[Position annotation records]
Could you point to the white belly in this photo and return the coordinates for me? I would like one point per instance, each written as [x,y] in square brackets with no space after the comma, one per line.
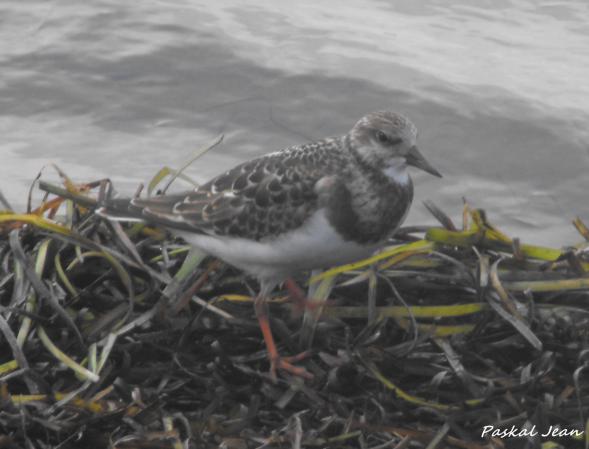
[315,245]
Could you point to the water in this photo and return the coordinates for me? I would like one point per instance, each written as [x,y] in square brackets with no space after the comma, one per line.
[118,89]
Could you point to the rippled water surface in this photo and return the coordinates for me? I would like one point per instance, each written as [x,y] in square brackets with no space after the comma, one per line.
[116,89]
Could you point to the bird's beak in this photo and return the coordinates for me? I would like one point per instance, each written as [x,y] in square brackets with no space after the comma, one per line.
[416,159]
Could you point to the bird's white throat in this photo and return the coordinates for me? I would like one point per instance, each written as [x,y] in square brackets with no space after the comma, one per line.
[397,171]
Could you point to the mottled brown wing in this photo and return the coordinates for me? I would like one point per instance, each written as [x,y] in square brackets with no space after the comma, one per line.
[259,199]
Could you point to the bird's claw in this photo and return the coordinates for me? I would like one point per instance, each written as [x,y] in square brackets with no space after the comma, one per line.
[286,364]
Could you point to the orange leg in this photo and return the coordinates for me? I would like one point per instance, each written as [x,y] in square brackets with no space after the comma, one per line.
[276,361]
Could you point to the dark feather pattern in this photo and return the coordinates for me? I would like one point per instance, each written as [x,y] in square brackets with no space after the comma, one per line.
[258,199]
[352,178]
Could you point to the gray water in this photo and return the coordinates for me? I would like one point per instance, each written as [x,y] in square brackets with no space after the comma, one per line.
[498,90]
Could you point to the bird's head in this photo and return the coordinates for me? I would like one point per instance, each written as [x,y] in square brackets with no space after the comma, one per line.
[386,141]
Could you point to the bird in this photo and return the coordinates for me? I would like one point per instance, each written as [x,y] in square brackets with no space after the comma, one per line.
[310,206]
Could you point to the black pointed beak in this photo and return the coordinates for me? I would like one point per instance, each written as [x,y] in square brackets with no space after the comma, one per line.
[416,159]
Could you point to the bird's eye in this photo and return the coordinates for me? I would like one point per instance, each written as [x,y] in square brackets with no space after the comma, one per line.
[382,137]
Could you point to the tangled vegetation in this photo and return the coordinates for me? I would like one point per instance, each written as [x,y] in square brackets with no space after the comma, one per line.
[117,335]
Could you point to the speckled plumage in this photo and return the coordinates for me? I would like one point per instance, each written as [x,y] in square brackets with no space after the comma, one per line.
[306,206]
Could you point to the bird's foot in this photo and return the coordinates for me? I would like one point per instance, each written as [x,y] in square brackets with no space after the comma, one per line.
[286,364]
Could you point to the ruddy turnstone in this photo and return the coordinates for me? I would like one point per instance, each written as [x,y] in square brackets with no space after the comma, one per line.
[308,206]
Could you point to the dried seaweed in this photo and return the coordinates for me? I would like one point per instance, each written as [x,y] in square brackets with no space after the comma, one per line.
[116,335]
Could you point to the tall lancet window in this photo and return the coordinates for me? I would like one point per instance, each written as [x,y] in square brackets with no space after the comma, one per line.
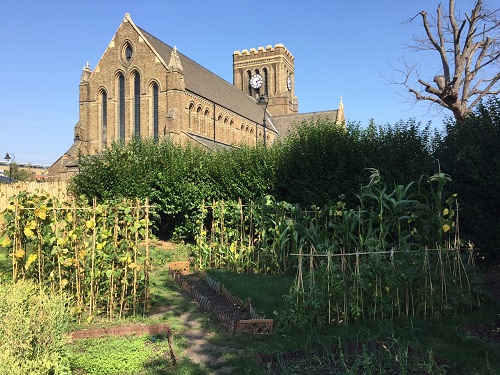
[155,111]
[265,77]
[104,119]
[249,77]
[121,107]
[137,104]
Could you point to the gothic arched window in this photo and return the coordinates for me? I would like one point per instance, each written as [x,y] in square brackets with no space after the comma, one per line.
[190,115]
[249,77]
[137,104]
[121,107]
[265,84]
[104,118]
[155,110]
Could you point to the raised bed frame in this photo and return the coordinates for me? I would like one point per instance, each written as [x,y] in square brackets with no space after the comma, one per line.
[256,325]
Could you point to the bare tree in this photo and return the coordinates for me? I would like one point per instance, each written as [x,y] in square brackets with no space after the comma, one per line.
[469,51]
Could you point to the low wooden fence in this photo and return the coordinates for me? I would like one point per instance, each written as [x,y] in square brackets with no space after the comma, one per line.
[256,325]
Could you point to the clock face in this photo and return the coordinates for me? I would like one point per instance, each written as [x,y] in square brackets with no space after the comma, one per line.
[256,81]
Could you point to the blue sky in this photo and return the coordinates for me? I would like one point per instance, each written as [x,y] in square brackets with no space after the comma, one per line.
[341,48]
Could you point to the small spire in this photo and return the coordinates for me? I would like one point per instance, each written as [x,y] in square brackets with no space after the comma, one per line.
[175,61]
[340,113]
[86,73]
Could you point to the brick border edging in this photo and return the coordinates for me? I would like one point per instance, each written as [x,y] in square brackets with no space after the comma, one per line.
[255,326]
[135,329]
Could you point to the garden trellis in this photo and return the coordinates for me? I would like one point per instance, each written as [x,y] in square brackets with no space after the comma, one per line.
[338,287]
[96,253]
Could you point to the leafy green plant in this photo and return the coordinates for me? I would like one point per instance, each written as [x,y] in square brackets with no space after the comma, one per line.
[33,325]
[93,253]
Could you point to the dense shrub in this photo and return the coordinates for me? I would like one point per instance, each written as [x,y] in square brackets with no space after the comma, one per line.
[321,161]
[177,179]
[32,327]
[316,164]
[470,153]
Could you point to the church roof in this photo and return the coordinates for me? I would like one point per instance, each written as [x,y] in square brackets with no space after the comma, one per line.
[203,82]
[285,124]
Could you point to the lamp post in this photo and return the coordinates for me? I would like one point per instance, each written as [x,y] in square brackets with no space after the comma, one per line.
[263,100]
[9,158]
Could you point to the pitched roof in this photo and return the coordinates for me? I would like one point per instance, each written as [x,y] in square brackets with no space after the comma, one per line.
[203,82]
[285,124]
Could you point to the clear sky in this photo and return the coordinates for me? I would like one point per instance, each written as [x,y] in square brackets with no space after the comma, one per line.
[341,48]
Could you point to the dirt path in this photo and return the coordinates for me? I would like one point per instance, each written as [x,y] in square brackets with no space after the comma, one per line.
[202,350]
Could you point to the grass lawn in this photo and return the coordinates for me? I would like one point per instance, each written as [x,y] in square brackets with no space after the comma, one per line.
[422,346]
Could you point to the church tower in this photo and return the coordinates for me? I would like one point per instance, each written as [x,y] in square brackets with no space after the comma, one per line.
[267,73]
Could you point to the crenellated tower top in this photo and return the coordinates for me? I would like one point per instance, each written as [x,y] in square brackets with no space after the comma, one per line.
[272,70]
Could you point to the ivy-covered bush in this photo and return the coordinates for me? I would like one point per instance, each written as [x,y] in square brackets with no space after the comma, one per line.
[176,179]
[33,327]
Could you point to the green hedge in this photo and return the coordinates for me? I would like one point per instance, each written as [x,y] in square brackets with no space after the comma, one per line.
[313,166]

_The exercise_
Without the pictures, repeat all the records word for word.

_Full response_
Could you point to the white belly in this photo and return the coordinates for me? I would like one point per instance, each written as [x,y] in square brackets with no space after the comma, one per line.
[315,245]
Could you point to the water in this photo and return the coordinates for me? I would like one point per instance, each written as [x,y] in square brackets with no space after the comma, one per line.
[118,89]
Could you point to the rippled water surface in this photo and return the coordinates for me? I would like one point per instance, each written as [x,y] in square brackets with no space after the comma, one per line.
[116,89]
Could you point to the bird's beak in this photo and return the coordinates for me? I would like one point per instance, each written as [x,y] in square brackets with no space after the comma, one per line.
[416,159]
Could you point to the bird's white throat in this photo and return the coordinates for me? I would like one point per instance, each written as [x,y] in square brackets with no space after the comma, one per line.
[397,171]
Could you point to the mottled brown wing in this photo and return the coordinates for me? I would like one point per instance, each written as [x,y] in square brackets with no space after the comma, one per line.
[259,199]
Could you point to the bird's claw in this photo and return the coordinates for me? I would like one point per instance, each written as [x,y] in square brackets with no space after the comma, one per line.
[286,364]
Could you point to the orange leg in this photo and return the coordinates for me? I would like one point per instance, each written as [x,y] in square brackets with no space after the comma, one per line.
[276,361]
Could you point to the dark feather pattern in this photo and return the coordinates for me? I would like one point per instance, each written as [x,y] in square brackets with no space after the comma, one per line.
[258,199]
[352,178]
Could you point to the gray water in this photo and return the coordinates for me? I would like one point per instance, each written as [x,y] in square brackets with no space after the comma, one per line.
[498,90]
Could you point to the bird's head in this photo and return the coordinates for me? I would like one point per instance, each written as [x,y] in square brackets with no space after the comma, one per line.
[386,141]
Could you point to the bird in this photo and return the coordinates for me? I would like one point per instance, each written as [x,y] in square brackets with no space after the comma, one per line.
[310,206]
Could you point to the black pointed beak in this photo and return the coordinates for me? I would like one point per instance, each written as [x,y] in square brackets with no space after the comma, one per line.
[416,159]
Could you point to the bird's eye in this photo and return the coordinates for me? I would like one point per instance, each written as [x,y] in square brackets with no space after the comma, one per line.
[382,137]
Could you point to the tangled vegetation in this photo and return the coordinates for me? I would like one point per instance, each written as [x,y] in square brackets with no space after the comma, one per line.
[117,335]
Could you point to the speckled plumage in this photo and return the coordinates for me? I would like one point per instance, each written as [x,y] in square brackets with no space after the comma, one per line.
[306,206]
Could you point to the bird's foot in this photo and return the coordinates for me? I would like one point per instance, each written as [x,y] in square brackets with no space after the comma, one per line.
[286,364]
Could you point to the ruddy turnstone in this photo and return the coordinates for me? I would like one point per instance, each written as [x,y] in square brackets with no space after the comma, one per line.
[308,206]
Could you point to the dried seaweed in this photo and return the coordinates for me? I would like one point per instance, each written as [x,y] in square brackets with no space after the comma, one per line.
[116,335]
Could you point to the tall lancet window in this photo and return the coordinates for me? I would like one point per instance, each written as [x,y] in square brackets with no space after the comma, one per line.
[155,111]
[265,77]
[104,119]
[249,77]
[121,107]
[137,104]
Could you point to the gothic arched window in this photo and return the coordinates for me? I would like one point per instance, each written as [x,y] in square brackets with no space after the comma, one per line.
[190,115]
[249,77]
[137,104]
[121,107]
[265,84]
[104,118]
[155,110]
Could you point to the raised bed frame in this photo and return the coordinates for me? I would like one point per instance, each written as [x,y] in square brackets with no space after the comma, one per line.
[256,325]
Could you point to the bare tree in this photo and return the coordinates for me? I would like one point per instance, each written as [x,y] in square brackets with no space after the comma, one per line.
[469,51]
Could you point to the low wooden fence in this photo and return the coordinates for me? I would like one point per instance, each written as [x,y] in square brackets with no space after the comma, one per line.
[256,325]
Could you point to the clock face in this photo and return the coordinates for me? I would like one point per instance, each written as [x,y] in square brackets with no space after the comma, one per line.
[256,81]
Could you point to the blue sky in this photo and return the coordinates for me? I would like one point per instance, each written as [x,y] in square brackets with no space after the comma, one per line.
[341,48]
Could you point to the small spire in this photo and return the coordinates for me? I would like one point per instance, each written as [x,y] in square brackets with no space after the comma, one per line.
[175,61]
[340,113]
[86,73]
Could you point to the brick border edging in this photo and return the coordinates for me? I would like one point per instance, each written as [x,y] in square brackets with no space after the comma, one per line.
[255,326]
[135,329]
Could you point to the garden trellis in this photo and return the coordinates for me? I would like one point per instance, each written as [x,y] in square brackets with no space after the comma, one per line.
[338,287]
[96,253]
Could you point to the leafy green plant in this photo and return the coordinates for me? I would like one point per instance, each written as [x,y] in square brackets with no space after the comma, one per line.
[33,325]
[93,253]
Could you point to the dense shrub in this photo and return the coordinates for me? I would like one point per instance, each written as [x,y] in square brackets with no space after the comma, one per line.
[321,161]
[177,179]
[32,327]
[316,164]
[470,153]
Could you point to the church roof in this photo and return the coordinates for me? I would like one point per instance, each written as [x,y] in square brackets with no space after the comma, one per line.
[203,82]
[285,124]
Could you point to the lamp post in this photo and return the coordinates for me? I would like one point per instance, each written as [x,y] in square brackets with no space after the comma, one per line.
[263,100]
[9,158]
Could you point to the pitched roof in this photo and return the coordinates for me? I would like one point per instance, each written as [x,y] in square brackets with no space after the comma, one per line.
[203,82]
[285,124]
Could you point to the clear sky in this photo and return the coordinates for me? I would like one point per instance, each written as [x,y] in square brackets with no space after the comma, one per line.
[341,48]
Could you point to the dirt path in this photo and return the coordinates for me? I would like one point per instance, each written as [x,y] in square brackets with no space after the comma, one per line.
[202,350]
Could you point to the grass lawn in this photo and return the coordinates for me? I would like one point per instance, each written as [x,y] in square brackets with no space after the comma, one per line.
[422,346]
Could you point to the church tower in this photo and return the coordinates for me? I would like one point per instance, each written as [x,y] in square brackets with no space after the comma, one per line.
[267,73]
Could you point to the crenellated tower top in this photo and return the coordinates for me? I would like one point per instance, each written as [x,y] in square brackets with no space after the comma, one per line.
[272,70]
Could you point to the ivy-covered bush in this photo and return the coordinates for me? I would like one point per instance, each written as [x,y] in square brackets with no space after the comma, one per line.
[176,179]
[33,327]
Could you point to the green hedge in this photo and return the coordinates for me? I would like one point per instance, each written as [x,y] in square brackets with no space after the comma, one per line.
[313,166]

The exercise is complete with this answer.